今回は、AC(アダルトチルドレン)が自分の育った環境をしっかりと見つめ直すためのワークをお伝えします。

著書は、アダルトチルドレン・シンドロームと言います。


すでに絶版になっているようですが、中古とか新古などではまだあります。

よかったら、探して読んでみてください。


さて、前半では家族統合法の11項目の3番までをやりました。

まだ読まれていない方は、前半からご覧ください(前半へ

今回は、4番から進めていきます。

  1. 日々の記録
  2. 家系図
  3. 家族状況表
  4. 家族の神話
  5. 生い立ち
  6. 魔法の子供
  7. 家族の成員
  8. 家族以外の重要な人々
  9. 自己肯定訓練
  10. 神についての考察
  11. 統合



4.家族の神話

あなたが生まれ育った家族には、今でも語り続けているようなエピソードなどはありますか?

ACや機能不全家族には、4つのルール(硬直,沈黙,否認,孤立)があるので、そのようなエピソードも歪んで伝えられることも多く、真実を見ることができませんでした。

ですから、今こそこの家族の中の神話を確かめてみてください。

よくある神話は、「うちはまともだ」とか「正常だ」と言った神話です。

このように、あえて当たり前のことを口に出しているのは、おかしいのです。

つまり、本当のところは「うちはおかしい」とか「正常ではない」という暗黙の真実があります。

それを隠すために、逆の神話を作っている可能性があります。

ACや機能不全家族の場合、両親が不仲であるか、どちらかが強力な支配者となって、もう一人は迎合するような場合もあります。

このような場合は、例えば夫が妻を崇拝するような神話を作り上げます。

例えば「お母さんの手料理はうまい」👈明らかに下手な場合でも。

作成課題:
[1] 本文の次の一文を英語に訳してください。「よくある神話は、「うちはまともだ」とか「正常だ」と言った神話です。」
[2] 本文の「あなたが生まれ育った家族には」から「このように、あえて当たり前のことを口に出しているのは、おかしいのです。」を含むところまでを、一字一句そのまま書き写してください。
[3] 本文によると、ACや機能不全家族にある4つのルールとは何ですか。

記録:
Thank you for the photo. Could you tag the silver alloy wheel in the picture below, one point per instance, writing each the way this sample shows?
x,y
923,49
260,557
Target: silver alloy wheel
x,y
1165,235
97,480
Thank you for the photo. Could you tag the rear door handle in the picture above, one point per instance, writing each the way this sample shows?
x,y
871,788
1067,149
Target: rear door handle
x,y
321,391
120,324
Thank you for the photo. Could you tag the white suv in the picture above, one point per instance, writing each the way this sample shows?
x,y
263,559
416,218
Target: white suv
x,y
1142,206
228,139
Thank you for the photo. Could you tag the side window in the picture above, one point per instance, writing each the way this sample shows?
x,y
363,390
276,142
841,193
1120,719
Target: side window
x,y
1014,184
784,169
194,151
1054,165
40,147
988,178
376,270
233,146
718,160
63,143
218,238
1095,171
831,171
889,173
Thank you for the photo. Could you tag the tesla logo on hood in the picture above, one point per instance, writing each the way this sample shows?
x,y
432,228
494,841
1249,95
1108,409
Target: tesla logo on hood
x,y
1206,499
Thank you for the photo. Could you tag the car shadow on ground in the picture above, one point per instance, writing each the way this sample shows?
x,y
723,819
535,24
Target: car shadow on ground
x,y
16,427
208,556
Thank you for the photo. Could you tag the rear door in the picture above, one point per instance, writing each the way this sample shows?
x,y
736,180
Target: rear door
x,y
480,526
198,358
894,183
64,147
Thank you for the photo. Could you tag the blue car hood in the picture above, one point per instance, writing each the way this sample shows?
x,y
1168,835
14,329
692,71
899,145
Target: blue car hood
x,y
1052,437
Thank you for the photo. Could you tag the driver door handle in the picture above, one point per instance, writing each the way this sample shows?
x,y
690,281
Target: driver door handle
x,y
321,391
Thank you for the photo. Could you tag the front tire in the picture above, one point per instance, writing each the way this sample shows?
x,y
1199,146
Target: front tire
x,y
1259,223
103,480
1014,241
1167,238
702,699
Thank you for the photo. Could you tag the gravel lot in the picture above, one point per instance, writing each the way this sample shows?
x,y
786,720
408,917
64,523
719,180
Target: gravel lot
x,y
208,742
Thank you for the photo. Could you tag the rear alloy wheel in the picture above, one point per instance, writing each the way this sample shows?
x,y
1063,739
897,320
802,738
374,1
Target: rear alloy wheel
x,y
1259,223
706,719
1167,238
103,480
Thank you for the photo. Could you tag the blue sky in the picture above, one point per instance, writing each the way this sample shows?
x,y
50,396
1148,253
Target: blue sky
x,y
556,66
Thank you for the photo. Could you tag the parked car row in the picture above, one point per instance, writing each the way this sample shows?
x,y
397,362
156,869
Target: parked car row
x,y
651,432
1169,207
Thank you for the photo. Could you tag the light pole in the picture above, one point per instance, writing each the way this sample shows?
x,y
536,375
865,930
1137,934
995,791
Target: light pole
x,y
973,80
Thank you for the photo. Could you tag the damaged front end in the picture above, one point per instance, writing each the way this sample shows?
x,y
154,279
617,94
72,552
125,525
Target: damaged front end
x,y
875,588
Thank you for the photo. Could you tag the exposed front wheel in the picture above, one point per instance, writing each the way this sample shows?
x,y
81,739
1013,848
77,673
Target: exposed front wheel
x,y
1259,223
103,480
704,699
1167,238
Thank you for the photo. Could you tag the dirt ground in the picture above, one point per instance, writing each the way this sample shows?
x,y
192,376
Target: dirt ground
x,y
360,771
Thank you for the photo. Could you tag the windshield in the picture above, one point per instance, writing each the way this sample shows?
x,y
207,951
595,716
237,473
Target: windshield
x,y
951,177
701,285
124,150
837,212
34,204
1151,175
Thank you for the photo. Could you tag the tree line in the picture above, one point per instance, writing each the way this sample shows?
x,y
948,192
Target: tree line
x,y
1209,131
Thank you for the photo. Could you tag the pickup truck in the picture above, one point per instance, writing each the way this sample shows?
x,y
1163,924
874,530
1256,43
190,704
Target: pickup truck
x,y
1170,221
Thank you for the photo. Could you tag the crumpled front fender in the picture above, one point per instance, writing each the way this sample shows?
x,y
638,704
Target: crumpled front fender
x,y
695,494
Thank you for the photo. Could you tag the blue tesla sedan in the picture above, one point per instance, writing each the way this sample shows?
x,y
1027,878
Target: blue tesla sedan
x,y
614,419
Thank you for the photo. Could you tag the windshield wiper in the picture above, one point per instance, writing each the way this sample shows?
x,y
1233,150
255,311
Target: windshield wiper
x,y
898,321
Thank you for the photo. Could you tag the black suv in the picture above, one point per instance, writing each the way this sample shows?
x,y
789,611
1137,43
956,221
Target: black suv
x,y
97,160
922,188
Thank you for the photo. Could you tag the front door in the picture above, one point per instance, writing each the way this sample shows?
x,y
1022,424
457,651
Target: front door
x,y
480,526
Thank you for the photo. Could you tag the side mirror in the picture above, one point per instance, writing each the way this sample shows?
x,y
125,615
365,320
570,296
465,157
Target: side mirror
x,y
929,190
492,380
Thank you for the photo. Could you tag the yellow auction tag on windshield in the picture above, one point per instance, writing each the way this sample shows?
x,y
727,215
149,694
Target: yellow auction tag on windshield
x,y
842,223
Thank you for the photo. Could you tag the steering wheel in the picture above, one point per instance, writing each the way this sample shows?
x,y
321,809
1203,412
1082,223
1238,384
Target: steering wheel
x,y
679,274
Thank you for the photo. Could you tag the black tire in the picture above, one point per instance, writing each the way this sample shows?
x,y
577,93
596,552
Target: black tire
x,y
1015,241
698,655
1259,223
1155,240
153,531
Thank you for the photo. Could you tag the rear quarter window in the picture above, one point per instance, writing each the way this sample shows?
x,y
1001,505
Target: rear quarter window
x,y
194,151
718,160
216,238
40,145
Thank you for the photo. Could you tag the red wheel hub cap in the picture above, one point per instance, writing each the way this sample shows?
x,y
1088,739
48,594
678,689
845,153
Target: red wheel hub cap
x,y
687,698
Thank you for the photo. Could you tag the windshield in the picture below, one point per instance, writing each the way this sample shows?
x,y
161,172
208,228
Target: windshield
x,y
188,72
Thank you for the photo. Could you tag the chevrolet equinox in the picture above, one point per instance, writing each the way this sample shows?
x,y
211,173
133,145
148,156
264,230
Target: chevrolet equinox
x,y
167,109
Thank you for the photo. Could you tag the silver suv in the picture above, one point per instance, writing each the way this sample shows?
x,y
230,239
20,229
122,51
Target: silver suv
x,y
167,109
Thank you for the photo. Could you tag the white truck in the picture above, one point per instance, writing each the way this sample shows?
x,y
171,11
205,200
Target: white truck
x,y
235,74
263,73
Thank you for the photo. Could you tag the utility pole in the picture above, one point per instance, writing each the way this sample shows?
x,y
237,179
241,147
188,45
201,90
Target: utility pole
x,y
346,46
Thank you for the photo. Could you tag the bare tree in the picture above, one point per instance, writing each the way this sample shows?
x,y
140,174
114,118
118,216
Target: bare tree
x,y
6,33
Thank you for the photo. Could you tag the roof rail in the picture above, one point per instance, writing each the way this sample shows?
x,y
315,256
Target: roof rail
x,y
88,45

解答例:
[1] A common myth is one such as "Our family is sane" or "We're normal."

[2]
あなたが生まれ育った家族には、今でも語り続けているようなエピソードなどはありますか?

ACや機能不全家族には、4つのルール(硬直,沈黙,否認,孤立)があるので、そのようなエピソードも歪んで伝えられることも多く、真実を見ることができませんでした。

ですから、今こそこの家族の中の神話を確かめてみてください。

よくある神話は、「うちはまともだ」とか「正常だ」と言った神話です。

このように、あえて当たり前のことを口に出しているのは、おかしいのです。

[3] 硬直、沈黙、否認、孤立の4つです。